* STATED EXERCISE: How many lines of the material below contain the string "wire"? Reply with the number alone.

* DATASET RECORDS:
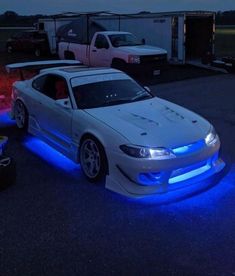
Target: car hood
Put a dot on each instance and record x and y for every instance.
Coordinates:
(143, 50)
(154, 122)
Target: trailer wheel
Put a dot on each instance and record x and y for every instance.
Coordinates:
(69, 55)
(7, 172)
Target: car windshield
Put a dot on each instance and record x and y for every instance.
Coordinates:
(107, 93)
(119, 40)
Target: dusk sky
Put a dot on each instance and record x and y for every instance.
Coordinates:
(26, 7)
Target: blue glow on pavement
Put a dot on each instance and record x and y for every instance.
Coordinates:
(50, 155)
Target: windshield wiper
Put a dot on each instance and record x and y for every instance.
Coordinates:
(117, 101)
(141, 97)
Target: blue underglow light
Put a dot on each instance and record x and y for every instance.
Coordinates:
(189, 148)
(5, 119)
(50, 155)
(189, 175)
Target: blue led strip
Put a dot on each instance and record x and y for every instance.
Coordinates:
(50, 155)
(190, 174)
(189, 148)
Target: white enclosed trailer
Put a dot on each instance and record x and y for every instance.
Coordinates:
(186, 35)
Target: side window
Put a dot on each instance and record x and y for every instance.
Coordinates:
(38, 83)
(53, 86)
(101, 42)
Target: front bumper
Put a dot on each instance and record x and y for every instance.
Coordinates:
(147, 64)
(138, 178)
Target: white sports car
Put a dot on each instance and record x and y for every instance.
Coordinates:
(116, 129)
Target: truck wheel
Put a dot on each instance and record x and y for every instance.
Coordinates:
(9, 49)
(37, 52)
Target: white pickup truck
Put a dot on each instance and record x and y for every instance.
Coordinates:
(120, 50)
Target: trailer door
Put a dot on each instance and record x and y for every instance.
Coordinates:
(199, 36)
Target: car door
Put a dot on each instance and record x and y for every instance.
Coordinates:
(53, 110)
(100, 52)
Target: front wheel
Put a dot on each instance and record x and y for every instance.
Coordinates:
(21, 115)
(93, 159)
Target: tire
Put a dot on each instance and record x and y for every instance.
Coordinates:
(119, 64)
(7, 172)
(93, 159)
(21, 115)
(37, 52)
(69, 55)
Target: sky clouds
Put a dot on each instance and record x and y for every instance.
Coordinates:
(26, 7)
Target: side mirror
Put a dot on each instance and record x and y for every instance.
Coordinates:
(64, 103)
(147, 89)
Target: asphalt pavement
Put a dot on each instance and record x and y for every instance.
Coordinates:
(53, 222)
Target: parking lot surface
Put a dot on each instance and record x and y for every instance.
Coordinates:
(53, 222)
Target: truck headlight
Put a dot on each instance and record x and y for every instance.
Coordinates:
(211, 137)
(133, 59)
(146, 152)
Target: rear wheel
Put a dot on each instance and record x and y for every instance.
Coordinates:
(21, 115)
(93, 159)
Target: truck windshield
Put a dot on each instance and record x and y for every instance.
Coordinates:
(119, 40)
(107, 93)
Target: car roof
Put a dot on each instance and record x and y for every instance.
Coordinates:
(78, 71)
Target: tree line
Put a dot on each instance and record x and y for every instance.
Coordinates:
(11, 18)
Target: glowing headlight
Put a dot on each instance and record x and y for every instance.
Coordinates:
(133, 59)
(211, 137)
(144, 152)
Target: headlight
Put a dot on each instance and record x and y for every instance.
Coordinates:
(145, 152)
(211, 137)
(133, 59)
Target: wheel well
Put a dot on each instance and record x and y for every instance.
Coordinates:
(69, 55)
(89, 135)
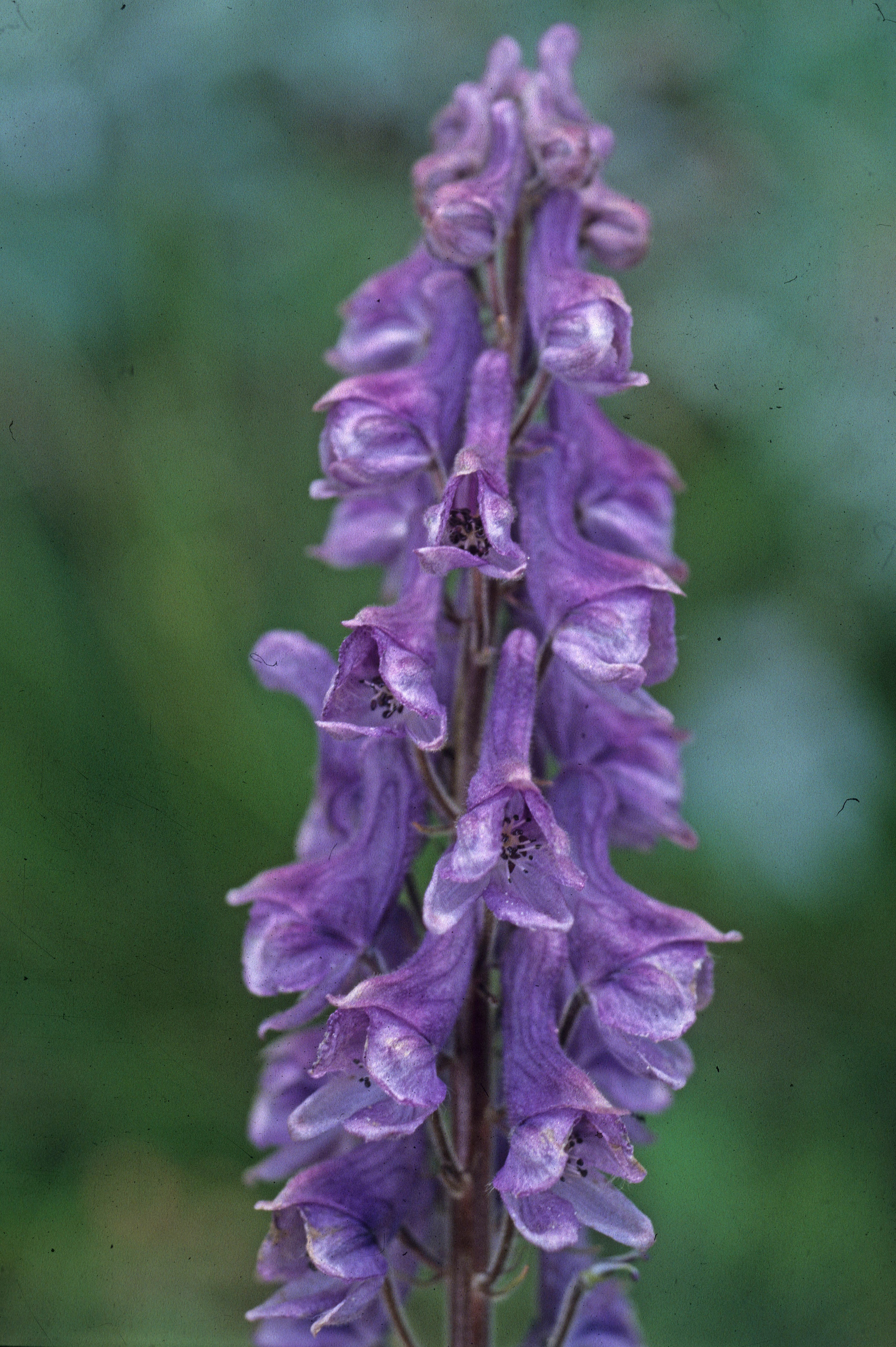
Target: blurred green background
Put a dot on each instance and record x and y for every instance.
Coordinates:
(188, 189)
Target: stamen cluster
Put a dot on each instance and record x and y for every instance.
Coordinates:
(496, 700)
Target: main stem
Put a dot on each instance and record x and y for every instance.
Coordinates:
(471, 1249)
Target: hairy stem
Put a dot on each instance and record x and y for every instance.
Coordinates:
(507, 1234)
(532, 405)
(469, 1307)
(397, 1315)
(441, 799)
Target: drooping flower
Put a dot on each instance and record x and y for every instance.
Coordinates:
(467, 217)
(634, 747)
(565, 145)
(341, 1215)
(376, 530)
(509, 846)
(616, 229)
(379, 1053)
(565, 1137)
(289, 662)
(284, 1086)
(581, 322)
(604, 1318)
(312, 921)
(471, 526)
(608, 616)
(623, 491)
(385, 682)
(504, 709)
(388, 320)
(645, 965)
(386, 429)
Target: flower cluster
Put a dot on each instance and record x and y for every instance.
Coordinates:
(498, 700)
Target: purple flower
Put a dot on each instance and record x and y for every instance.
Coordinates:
(634, 1073)
(382, 1043)
(557, 50)
(383, 429)
(643, 965)
(565, 1136)
(616, 229)
(606, 1317)
(532, 667)
(312, 921)
(634, 747)
(608, 616)
(622, 490)
(581, 322)
(509, 846)
(388, 320)
(385, 681)
(309, 1296)
(471, 527)
(467, 216)
(341, 1215)
(284, 1086)
(562, 141)
(289, 662)
(376, 530)
(344, 1315)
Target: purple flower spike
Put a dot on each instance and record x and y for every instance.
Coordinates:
(581, 322)
(623, 490)
(608, 616)
(471, 527)
(509, 846)
(565, 1136)
(313, 919)
(502, 714)
(465, 219)
(387, 321)
(616, 229)
(385, 678)
(383, 429)
(382, 1043)
(643, 965)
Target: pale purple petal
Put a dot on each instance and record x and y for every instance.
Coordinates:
(383, 429)
(387, 321)
(467, 217)
(581, 322)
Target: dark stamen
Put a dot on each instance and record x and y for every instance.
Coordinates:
(465, 530)
(383, 700)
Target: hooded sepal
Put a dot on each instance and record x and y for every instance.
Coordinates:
(581, 322)
(385, 429)
(467, 216)
(381, 1046)
(510, 848)
(471, 527)
(385, 681)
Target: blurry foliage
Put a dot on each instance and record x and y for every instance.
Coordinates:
(188, 193)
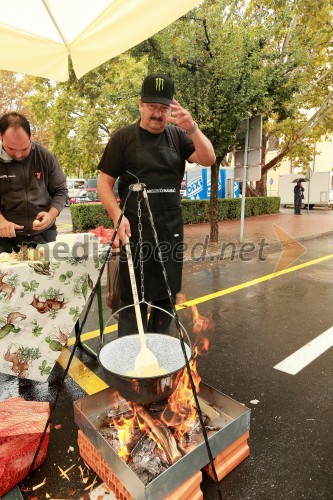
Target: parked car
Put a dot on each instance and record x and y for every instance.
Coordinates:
(88, 195)
(183, 188)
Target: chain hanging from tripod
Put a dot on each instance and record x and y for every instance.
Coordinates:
(141, 247)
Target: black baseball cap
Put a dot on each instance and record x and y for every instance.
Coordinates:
(157, 88)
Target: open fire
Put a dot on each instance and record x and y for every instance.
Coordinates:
(151, 439)
(152, 450)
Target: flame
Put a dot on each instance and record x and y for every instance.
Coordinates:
(201, 324)
(180, 413)
(125, 428)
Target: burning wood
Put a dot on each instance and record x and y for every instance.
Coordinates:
(163, 435)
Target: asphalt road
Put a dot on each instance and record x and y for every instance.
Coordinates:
(257, 319)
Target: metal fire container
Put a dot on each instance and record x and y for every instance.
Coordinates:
(233, 423)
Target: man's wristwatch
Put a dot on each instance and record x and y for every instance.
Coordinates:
(193, 129)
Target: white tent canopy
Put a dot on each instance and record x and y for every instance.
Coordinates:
(37, 36)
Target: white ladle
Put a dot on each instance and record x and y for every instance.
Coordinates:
(146, 363)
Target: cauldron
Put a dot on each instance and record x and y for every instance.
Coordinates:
(118, 358)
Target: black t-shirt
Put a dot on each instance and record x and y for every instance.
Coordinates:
(120, 153)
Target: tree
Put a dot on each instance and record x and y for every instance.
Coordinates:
(238, 59)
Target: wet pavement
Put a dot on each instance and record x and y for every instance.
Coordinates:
(255, 317)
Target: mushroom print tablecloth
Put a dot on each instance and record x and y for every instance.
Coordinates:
(40, 303)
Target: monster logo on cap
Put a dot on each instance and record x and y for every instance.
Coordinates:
(157, 88)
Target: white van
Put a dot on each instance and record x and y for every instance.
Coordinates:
(74, 186)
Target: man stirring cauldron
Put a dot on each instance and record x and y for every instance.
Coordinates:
(154, 153)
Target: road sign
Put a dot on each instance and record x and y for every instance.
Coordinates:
(253, 157)
(253, 173)
(252, 127)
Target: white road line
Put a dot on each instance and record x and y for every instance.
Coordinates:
(304, 356)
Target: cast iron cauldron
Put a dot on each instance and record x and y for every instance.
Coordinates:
(118, 358)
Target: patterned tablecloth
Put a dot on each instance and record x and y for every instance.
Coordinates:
(40, 303)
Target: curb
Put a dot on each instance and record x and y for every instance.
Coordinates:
(274, 246)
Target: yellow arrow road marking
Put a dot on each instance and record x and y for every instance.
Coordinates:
(91, 383)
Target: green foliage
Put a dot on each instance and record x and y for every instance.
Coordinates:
(89, 216)
(86, 217)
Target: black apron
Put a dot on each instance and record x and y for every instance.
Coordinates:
(159, 168)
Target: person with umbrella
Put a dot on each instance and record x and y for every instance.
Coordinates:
(298, 196)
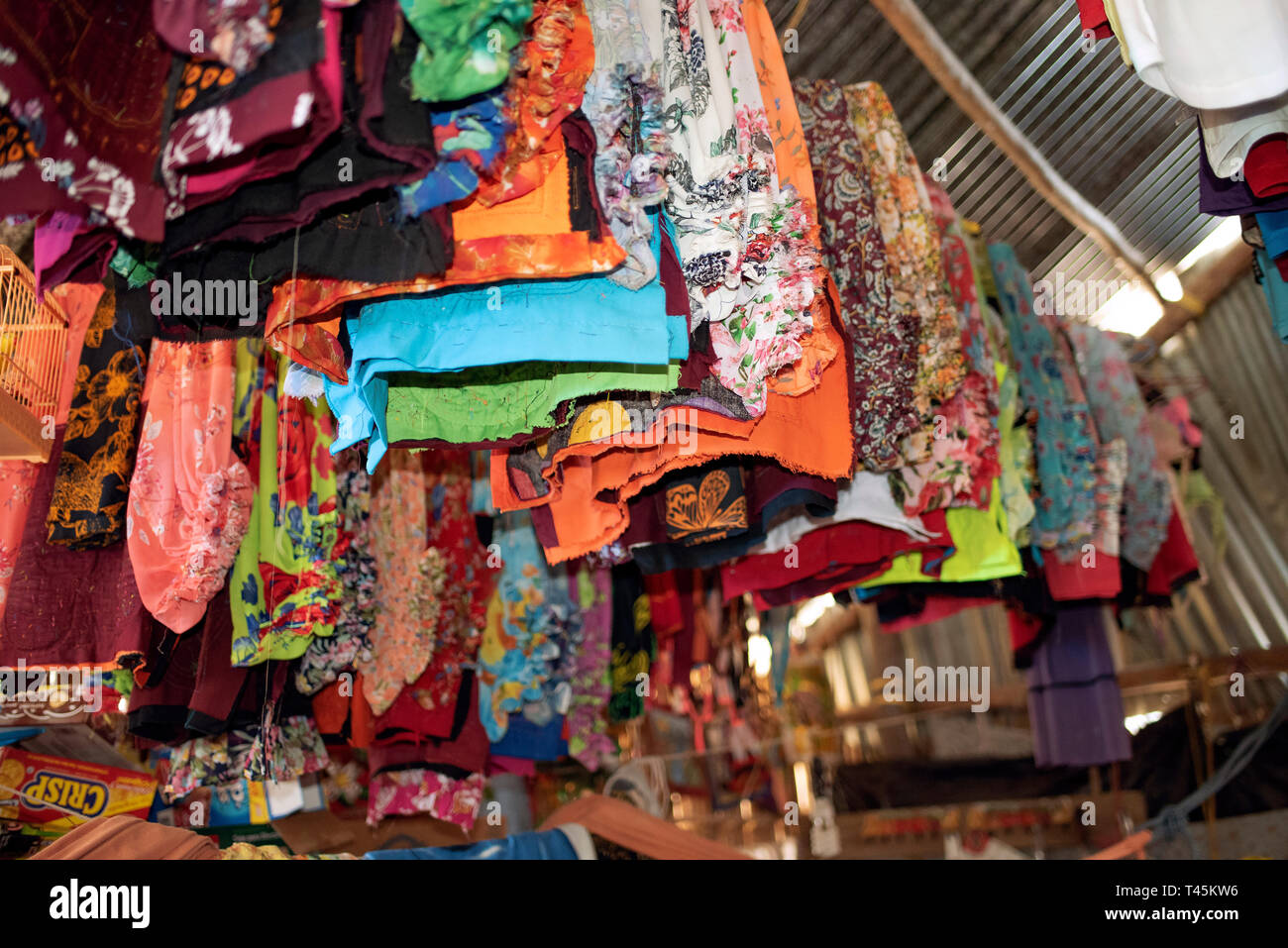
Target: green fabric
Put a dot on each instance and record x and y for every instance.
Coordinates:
(1016, 455)
(984, 550)
(283, 588)
(464, 46)
(137, 270)
(493, 402)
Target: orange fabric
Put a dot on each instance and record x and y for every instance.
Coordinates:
(809, 433)
(539, 211)
(794, 170)
(776, 89)
(129, 837)
(638, 831)
(501, 252)
(545, 86)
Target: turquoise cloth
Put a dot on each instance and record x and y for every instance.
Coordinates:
(1065, 437)
(584, 320)
(1276, 294)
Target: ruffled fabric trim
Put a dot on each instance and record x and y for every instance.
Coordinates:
(407, 792)
(545, 86)
(219, 523)
(623, 104)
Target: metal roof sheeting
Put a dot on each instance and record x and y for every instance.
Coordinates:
(1127, 149)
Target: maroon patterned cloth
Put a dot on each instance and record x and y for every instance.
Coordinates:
(94, 120)
(69, 607)
(884, 334)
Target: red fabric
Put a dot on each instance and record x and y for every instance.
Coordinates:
(69, 607)
(1093, 16)
(468, 750)
(1266, 166)
(1024, 629)
(1073, 579)
(1175, 563)
(829, 558)
(664, 603)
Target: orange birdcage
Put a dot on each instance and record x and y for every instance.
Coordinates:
(33, 344)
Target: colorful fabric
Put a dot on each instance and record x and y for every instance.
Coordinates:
(1065, 447)
(523, 623)
(189, 497)
(1120, 411)
(284, 588)
(327, 657)
(90, 488)
(545, 86)
(468, 140)
(911, 239)
(420, 790)
(468, 582)
(742, 243)
(623, 104)
(528, 237)
(465, 46)
(771, 305)
(883, 325)
(590, 678)
(97, 127)
(634, 643)
(291, 750)
(962, 440)
(410, 581)
(235, 33)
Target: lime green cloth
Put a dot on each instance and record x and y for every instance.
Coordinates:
(494, 402)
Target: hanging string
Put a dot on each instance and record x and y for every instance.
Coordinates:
(1172, 820)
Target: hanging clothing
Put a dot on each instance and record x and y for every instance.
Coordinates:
(189, 496)
(284, 588)
(88, 507)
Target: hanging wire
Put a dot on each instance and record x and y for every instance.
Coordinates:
(1172, 819)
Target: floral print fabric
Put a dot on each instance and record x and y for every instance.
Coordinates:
(523, 622)
(356, 566)
(294, 749)
(623, 104)
(468, 582)
(1065, 449)
(410, 581)
(420, 790)
(911, 239)
(590, 678)
(90, 488)
(284, 588)
(1120, 412)
(962, 440)
(742, 241)
(189, 497)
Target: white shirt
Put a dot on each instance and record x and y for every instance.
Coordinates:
(1209, 53)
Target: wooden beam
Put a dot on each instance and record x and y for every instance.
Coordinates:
(1203, 282)
(979, 107)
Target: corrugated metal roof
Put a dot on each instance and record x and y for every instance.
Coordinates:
(1127, 149)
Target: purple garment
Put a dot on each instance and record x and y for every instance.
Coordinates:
(1227, 197)
(1076, 708)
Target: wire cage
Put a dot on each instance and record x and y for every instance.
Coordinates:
(33, 346)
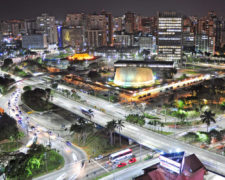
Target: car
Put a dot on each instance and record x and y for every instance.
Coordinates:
(99, 157)
(121, 165)
(68, 143)
(133, 160)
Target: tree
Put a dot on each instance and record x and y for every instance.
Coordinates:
(8, 127)
(120, 125)
(207, 118)
(27, 88)
(48, 93)
(110, 127)
(82, 127)
(7, 62)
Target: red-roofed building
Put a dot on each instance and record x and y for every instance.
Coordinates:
(192, 169)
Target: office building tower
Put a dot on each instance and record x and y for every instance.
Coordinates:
(169, 39)
(46, 25)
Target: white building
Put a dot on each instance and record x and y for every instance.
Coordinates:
(169, 39)
(34, 41)
(46, 25)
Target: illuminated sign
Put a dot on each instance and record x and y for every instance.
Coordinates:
(172, 161)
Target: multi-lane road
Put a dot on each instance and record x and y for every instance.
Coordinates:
(212, 161)
(73, 156)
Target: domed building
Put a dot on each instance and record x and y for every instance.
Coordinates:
(133, 77)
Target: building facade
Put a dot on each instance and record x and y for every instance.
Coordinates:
(35, 41)
(169, 39)
(47, 25)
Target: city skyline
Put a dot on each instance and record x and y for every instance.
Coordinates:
(25, 9)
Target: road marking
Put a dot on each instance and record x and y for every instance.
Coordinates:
(74, 157)
(100, 165)
(61, 177)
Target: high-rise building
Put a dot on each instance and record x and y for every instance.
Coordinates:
(12, 27)
(30, 26)
(204, 43)
(72, 36)
(130, 22)
(222, 40)
(117, 24)
(35, 41)
(94, 38)
(75, 19)
(109, 27)
(169, 39)
(46, 25)
(123, 39)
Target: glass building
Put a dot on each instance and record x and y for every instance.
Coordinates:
(169, 39)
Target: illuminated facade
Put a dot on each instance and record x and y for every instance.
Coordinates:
(169, 39)
(133, 77)
(72, 37)
(81, 57)
(46, 25)
(205, 43)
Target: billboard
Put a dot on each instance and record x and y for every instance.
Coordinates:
(172, 161)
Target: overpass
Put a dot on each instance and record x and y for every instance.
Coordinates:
(213, 162)
(146, 64)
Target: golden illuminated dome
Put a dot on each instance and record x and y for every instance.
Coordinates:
(133, 77)
(81, 57)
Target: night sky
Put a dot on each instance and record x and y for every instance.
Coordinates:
(19, 9)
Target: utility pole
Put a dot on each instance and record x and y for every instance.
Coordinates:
(140, 151)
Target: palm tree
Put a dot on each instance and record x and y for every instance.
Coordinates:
(120, 125)
(110, 126)
(207, 118)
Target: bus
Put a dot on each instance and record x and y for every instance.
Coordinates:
(88, 113)
(124, 154)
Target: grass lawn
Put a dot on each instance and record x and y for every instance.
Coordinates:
(97, 143)
(185, 123)
(150, 116)
(41, 106)
(53, 161)
(10, 146)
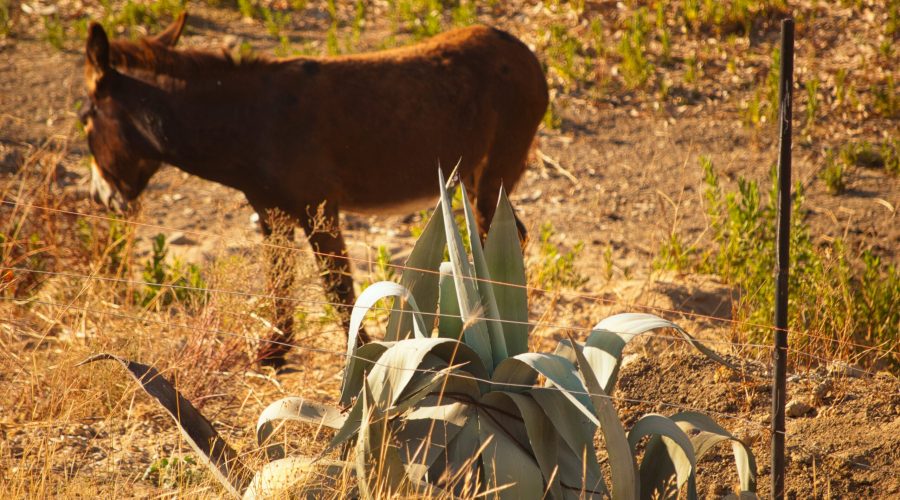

* ANSWER TO THIS EXERCISE: 2